=== TEXTO DE LEITURA ===
As plataformas de apostas, em um livre mercado, iriam continuar existindo, mas com toda a certeza não teriam tantos usuários, haja visto que a vida seria muito melhor do que a realidade atual, fazendo com que menos pessoas busquem o lucro rápido, e foquem mais em produzir valor para a sociedade, abrindo seu próprio negócio ou investindo em uma mão de obra mais qualificada para poderem ter um aumento no salário. A escolha ainda continuaria sendo totalmente das pessoas, sem qualquer tipo de imposição. Sem lobby estatal, sem regulamentação distorcida, o mercado evoluiria naturalmente para modelos mais sustentáveis e éticos.
O verdadeiro problema não é o jogo. É a pobreza. É a falta de oportunidade. É o desespero. E o que o estado faz? Ignora as causas e castiga os sintomas. Cria mais regras, mais vigilância, mais controle. Nunca liberdade. Nunca responsabilidade. Nunca dignidade. Bloquear o acesso de um cidadão a uma plataforma porque ele recebe um benefício é humilhante. É tratar o pobre como menor de idade. É dizer que ele não merece escolher. E, no fim das contas, não resolve nada. O vício não some. Ele irá usar o nome e CPF de outra pessoa que não recebe o benefício. Provavelmente usará um laranja, seja ele um amigo que não recebe benefício, seja o filho que ainda é criança. A proibição nunca funciona, pelo contrário, só cria incentivos para mercados negros ocorrerem, para os serviços ficarem mais caros, e para a população encontrar meios de driblar a nova segurança. Provavelmente teremos bandidos dando um jeito para que pessoas possam utilizar esses sites, cobrando uma taxa abusiva para isso. As bicheiras clandestinas serão abertas como ervas daninhas nos locais remotos. As dívidas com agiotas provavelmente aumentarão. E o estado, como sempre, aparece depois para punir, nunca para prevenir. A liberdade não é perigosa. O controle é. Decidir por si não é irresponsabilidade. É coragem. E ninguém merece dignidade mais do que quem nasceu sem privilégios.
===
INSTRUÇÃO A :: Segundo o texto sobre as apostas, qual é o verdadeiro problema, em vez do jogo?
INSTRUÇÃO B :: Dê continuidade ao texto sobre as apostas a partir da última frase dele.
As linhas não são necessárias.
=== LINHAS FORNECIDAS ===
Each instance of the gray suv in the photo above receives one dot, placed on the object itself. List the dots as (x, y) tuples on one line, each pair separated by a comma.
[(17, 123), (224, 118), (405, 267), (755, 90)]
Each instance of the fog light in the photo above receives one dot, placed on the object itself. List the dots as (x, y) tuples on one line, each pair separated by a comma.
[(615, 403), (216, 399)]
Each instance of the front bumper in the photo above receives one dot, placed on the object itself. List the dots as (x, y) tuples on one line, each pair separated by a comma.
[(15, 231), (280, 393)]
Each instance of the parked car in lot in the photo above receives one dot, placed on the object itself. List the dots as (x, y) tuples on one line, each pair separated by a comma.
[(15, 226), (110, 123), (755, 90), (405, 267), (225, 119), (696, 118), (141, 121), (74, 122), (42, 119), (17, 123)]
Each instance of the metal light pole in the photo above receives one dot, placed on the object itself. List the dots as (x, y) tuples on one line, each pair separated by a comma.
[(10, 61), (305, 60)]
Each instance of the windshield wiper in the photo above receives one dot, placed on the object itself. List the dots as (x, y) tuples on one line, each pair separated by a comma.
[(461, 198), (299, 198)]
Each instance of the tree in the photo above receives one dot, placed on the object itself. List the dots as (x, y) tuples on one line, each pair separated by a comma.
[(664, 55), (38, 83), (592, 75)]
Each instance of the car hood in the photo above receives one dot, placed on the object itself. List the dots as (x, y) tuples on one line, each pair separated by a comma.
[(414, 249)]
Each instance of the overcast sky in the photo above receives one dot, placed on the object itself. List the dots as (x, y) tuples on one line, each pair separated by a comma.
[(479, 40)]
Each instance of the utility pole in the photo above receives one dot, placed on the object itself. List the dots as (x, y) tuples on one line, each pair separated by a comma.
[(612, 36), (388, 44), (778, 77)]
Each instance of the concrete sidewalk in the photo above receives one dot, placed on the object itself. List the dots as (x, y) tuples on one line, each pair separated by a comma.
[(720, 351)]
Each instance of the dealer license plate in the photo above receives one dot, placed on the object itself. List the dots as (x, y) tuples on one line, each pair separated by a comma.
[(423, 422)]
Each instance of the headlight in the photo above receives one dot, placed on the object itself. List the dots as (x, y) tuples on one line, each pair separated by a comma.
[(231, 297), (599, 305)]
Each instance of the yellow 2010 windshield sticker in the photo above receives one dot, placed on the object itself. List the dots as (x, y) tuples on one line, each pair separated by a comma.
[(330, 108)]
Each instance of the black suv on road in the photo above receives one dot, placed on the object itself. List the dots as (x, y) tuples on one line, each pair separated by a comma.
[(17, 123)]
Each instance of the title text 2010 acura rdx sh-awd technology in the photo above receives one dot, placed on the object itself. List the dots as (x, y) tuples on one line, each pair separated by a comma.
===
RESPOSTA ESCRITA A :: A pobreza, a falta de oportunidade e o desespero.

RESPOSTA ESCRITA B ::
Mas, enquanto o estado insistir em ser pai, tutor e carcereiro, vamos continuar transformando vítimas em culpados, e esquecendo que a verdadeira solução nunca vem de Brasília. A verdadeira solução está em menos estado, em expurgar o estado de bem-estar social, na liberdade e na conscientização, tudo o que o governo é contra.